Task to complete.
Extract every line below that contains the word "player", and copy each one in full.

Given information.

-------

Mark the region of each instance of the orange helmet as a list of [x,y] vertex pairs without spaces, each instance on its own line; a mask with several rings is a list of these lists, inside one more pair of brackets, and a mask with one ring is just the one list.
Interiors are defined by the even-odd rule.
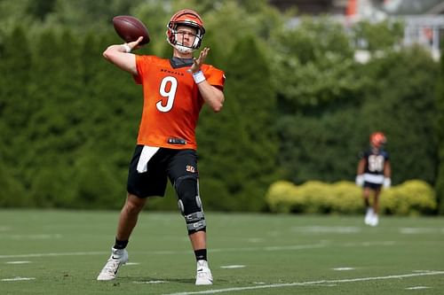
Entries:
[[[178,26],[187,26],[196,30],[194,42],[191,46],[186,46],[181,43],[177,38]],[[167,26],[167,41],[168,43],[182,53],[192,52],[201,46],[202,39],[205,35],[205,28],[203,27],[203,21],[201,16],[191,9],[181,10],[171,17]]]
[[380,148],[387,142],[385,136],[382,132],[374,132],[370,136],[370,144],[376,148]]

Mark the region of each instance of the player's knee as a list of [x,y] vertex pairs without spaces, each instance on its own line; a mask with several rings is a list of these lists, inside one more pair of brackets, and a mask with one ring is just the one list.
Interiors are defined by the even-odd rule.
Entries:
[[178,205],[185,217],[188,234],[206,229],[205,215],[202,209],[199,188],[195,177],[183,177],[175,183]]

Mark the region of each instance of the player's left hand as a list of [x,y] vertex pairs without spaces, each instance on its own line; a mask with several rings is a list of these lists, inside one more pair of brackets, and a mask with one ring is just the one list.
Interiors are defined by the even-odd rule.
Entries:
[[205,47],[201,53],[199,53],[199,57],[197,58],[194,58],[193,66],[191,66],[189,72],[191,74],[197,73],[201,70],[202,65],[203,65],[203,62],[205,61],[205,58],[207,58],[208,51],[210,51],[210,48]]

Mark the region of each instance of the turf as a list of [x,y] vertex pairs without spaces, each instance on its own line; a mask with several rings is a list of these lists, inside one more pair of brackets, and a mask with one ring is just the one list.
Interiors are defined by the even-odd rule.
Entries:
[[212,286],[182,217],[144,212],[112,282],[117,212],[0,210],[1,294],[444,294],[444,219],[207,213]]

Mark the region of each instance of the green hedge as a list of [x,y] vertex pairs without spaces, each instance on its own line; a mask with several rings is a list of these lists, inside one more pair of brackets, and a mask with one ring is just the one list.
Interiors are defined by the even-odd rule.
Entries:
[[[309,181],[301,185],[279,181],[270,186],[266,202],[274,213],[359,213],[363,210],[361,194],[361,188],[347,181]],[[381,213],[386,214],[430,214],[436,209],[433,189],[420,180],[384,190],[380,197]]]

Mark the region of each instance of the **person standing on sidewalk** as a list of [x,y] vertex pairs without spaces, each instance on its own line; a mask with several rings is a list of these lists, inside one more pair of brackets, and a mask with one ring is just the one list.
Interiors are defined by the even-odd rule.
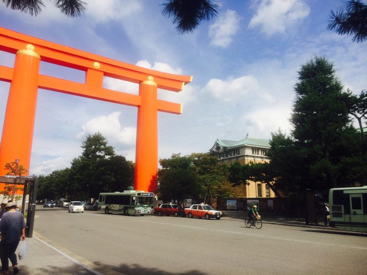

-------

The result.
Mark the region of each instance of the player's knee as a list of [x,y] vertex pairs without spaces, each instance on its own line; a mask with several rings is a list of these lists, inside one more pair of brackets, and a mask with one ring is just the one list.
Mark the region of each instance of the player's left hand as a list of [x,y] vertex pairs without spaces, each instance on its own line; a mask with several rings is a list of these lists, inside one more pair of brackets, and a mask with one ring is just the one list.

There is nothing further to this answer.